На одном заседании совета заводского управления в конце 30-х годов Белов зачитал «обзор» Выйского завода. Не найдя, к чему бы придраться в отношении технического устройства и производительности «механического заведения» и Выйского завода вообще, Белов стал обвинять Черепановых в небрежной расстановке оборудования и в отсутствии должной чистоты внутри помещений.
Протокол гласил: «Читан представленный Д. В. Беловым обзор Выйского завода, по которому, вследствие замеченных беспорядков, положено сделать тамошней конторе строжайший выговор, с тем вместе объявить неудовольствие механикам Черепановым и литейщику Звездину за неопрятность в их заведениях».
«По моему мнению, — говорил Белов, — должно поручить Мирону Черепанову водворить в фабриках настоящий порядок, а за невыполнение с него взыскивать».
В действительности Белов имел здесь в виду не столько внешний порядок, сколько вопрос о «порядке» в смысле крепостнической дисциплины. Управляющие истолковывали товарищеское отношение Черепановых к мастеровым как нарушение установленных правил на заводах. Им все казалось, что Черепановы, будучи сами «простолюдинами», слишком много позволяют мастерам и рабочим, что черепановский штат распустился.
В 1838 году Ефим Черепанов, которому исполнилось 64 года, подал в отставку, ссылаясь на преклонный возраст и расстроенное здоровье. Заводское начальство обеспокоилось. Оно не решалось отпустить столь знающего и опытного заводского специалиста. Попытались удержать Е. А. Черепанова на работе, увеличив его жалованье до 1000 рублей в год (83 рубля в месяц). Обещали увеличить оклады Мирона и Аммоса Черепановых.
Но старый механик настаивал на предоставлении ему отставки, и заводская контора была вынуждена переслать проект соответствующего решения на утверждение Петербургской конторы. В этом рапорте (от июня 1838 года) говорилось, что Ефим Черепанов «за преклонностию лет, по личной просьбе увольняется от занятий; за долговременную и полезную службу при заводах жалованье оставляется ему пенсиею».
Но Петербургская контора и Демидовы утвердили только повышение окладов Черепановых, а Ефима Черепанова с работы не отпустили. В послужном списке за 1840 год Е. А. Черепанов значится не пенсионером, а служащим, с пометкой в графе «О способностях к службе» — «Представляется (все еще только представляется! — В. В.) к пенсии». Такое положение сохранялось до самой смерти механика.
****************************************
▸ **Задание A**:
Воспроизведите отрывок о Черепановых без изменений, начиная со слов «В 1838 году» и до слов «и Аммоса Черепановых.» включительно.
▸ **Задание B**:
Напишите продолжение отрывка о Черепановых, начиная сразу после его последнего предложения.
Записи для работы не понадобятся.
****************************************
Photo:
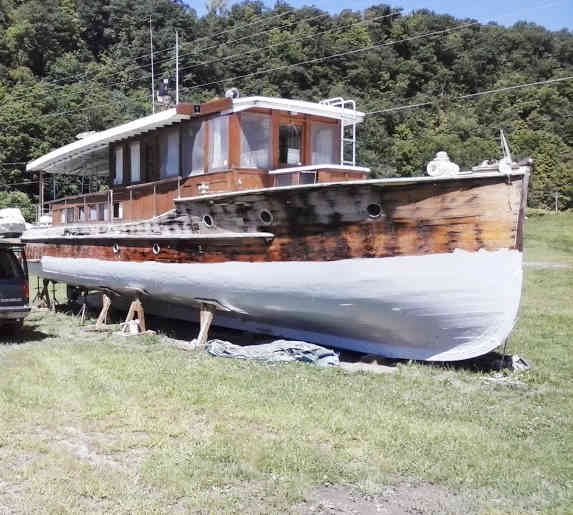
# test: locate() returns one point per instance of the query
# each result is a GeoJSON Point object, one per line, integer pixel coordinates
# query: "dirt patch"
{"type": "Point", "coordinates": [100, 449]}
{"type": "Point", "coordinates": [402, 498]}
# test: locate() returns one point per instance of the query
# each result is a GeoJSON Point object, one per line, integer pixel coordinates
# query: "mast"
{"type": "Point", "coordinates": [176, 67]}
{"type": "Point", "coordinates": [152, 70]}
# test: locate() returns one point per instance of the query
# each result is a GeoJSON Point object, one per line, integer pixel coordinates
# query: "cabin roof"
{"type": "Point", "coordinates": [89, 155]}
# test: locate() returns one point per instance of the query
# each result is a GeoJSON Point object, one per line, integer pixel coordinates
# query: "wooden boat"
{"type": "Point", "coordinates": [255, 206]}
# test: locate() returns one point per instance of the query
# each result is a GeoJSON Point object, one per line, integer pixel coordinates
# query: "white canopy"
{"type": "Point", "coordinates": [90, 155]}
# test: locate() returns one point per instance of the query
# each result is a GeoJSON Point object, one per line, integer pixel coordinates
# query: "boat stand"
{"type": "Point", "coordinates": [103, 314]}
{"type": "Point", "coordinates": [42, 299]}
{"type": "Point", "coordinates": [206, 318]}
{"type": "Point", "coordinates": [135, 308]}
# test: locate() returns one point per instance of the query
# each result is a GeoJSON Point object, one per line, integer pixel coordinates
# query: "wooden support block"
{"type": "Point", "coordinates": [136, 307]}
{"type": "Point", "coordinates": [102, 318]}
{"type": "Point", "coordinates": [42, 299]}
{"type": "Point", "coordinates": [207, 315]}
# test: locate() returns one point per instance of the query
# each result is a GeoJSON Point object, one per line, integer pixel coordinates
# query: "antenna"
{"type": "Point", "coordinates": [152, 71]}
{"type": "Point", "coordinates": [176, 67]}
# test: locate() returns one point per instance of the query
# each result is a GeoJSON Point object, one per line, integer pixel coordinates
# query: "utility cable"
{"type": "Point", "coordinates": [472, 95]}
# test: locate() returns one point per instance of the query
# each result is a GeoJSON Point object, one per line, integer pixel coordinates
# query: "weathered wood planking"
{"type": "Point", "coordinates": [321, 224]}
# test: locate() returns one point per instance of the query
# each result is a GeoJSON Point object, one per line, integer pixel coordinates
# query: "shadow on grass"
{"type": "Point", "coordinates": [26, 334]}
{"type": "Point", "coordinates": [186, 331]}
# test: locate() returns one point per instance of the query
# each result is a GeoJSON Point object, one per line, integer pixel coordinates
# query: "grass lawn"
{"type": "Point", "coordinates": [93, 423]}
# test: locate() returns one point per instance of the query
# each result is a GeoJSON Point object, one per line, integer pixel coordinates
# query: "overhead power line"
{"type": "Point", "coordinates": [472, 95]}
{"type": "Point", "coordinates": [332, 56]}
{"type": "Point", "coordinates": [84, 75]}
{"type": "Point", "coordinates": [287, 41]}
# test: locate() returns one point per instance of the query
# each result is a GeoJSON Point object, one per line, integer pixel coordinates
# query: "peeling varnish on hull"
{"type": "Point", "coordinates": [326, 225]}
****************************************
▸ **Ответ A**:
В 1838 году Ефим Черепанов, которому исполнилось 64 года, подал в отставку, ссылаясь на преклонный возраст и расстроенное здоровье. Заводское начальство обеспокоилось. Оно не решалось отпустить столь знающего и опытного заводского специалиста. Попытались удержать Е. А. Черепанова на работе, увеличив его жалованье до 1000 рублей в год (83 рубля в месяц). Обещали увеличить оклады Мирона и Аммоса Черепановых.

▸ **Ответ B**:
Швецов неоднократно настаивал, чтобы Черепановых наградили за их выдающиеся заслуги в развитии заводского производства. В 1840 году хозяева дали Мирону Черепанову денежную премию в 500 рублей, а Ефиму Черепанову, «как главному механику в наших заводах», решили послать «серебряную вещь». Для этой цели была изготовлена серебряная ваза, украшенная турмалинами{В настоящее время эта ваза хранится в семье А. П. Гуляева.}. Сверху на вазе была сделана надпись, окруженная изящным орнаментом: «Ефиму Алексеевичу Черепанову. Устроение первой паровой машины на рудниках и заводах Нижне-Тагильских 1824 года»{В надписи была допущена неточность: машина 1824 года являлась, как мы знаем, не первой, а второй.}.
Подарок был послан весною 1841 года. К этому времени здоровье старого механика совсем расшаталось. А отставки Ефим Черепанов никак не мог добиться, и даже Швецов бессилен был ему в этом помочь. Е. А. Черепанову приходилось, несмотря на преклонный возраст и болезнь, разъезжать по заводам и выполнять бесконечные приказы начальства. Механику суждено было недолго любоваться полученным подарком: 15 июня 1842 года Ефим Алексеевич Черепанов скончался. Напряженная работа, непосильная для больного старика, и постоянные неприятности не могли не ускорить развязки.
4 июля заводоуправление «с особенным сожалением» доносило в Петербург о смерти «старшего своего механика Ефима Черепанова, первого строителя паровых машин в Нижне-Тагильске».
«Он был 68 лет и помер от апоплексического удара, выезжавши еще накануне смерти по делам службы», — бесстрастно доносило заводоуправление.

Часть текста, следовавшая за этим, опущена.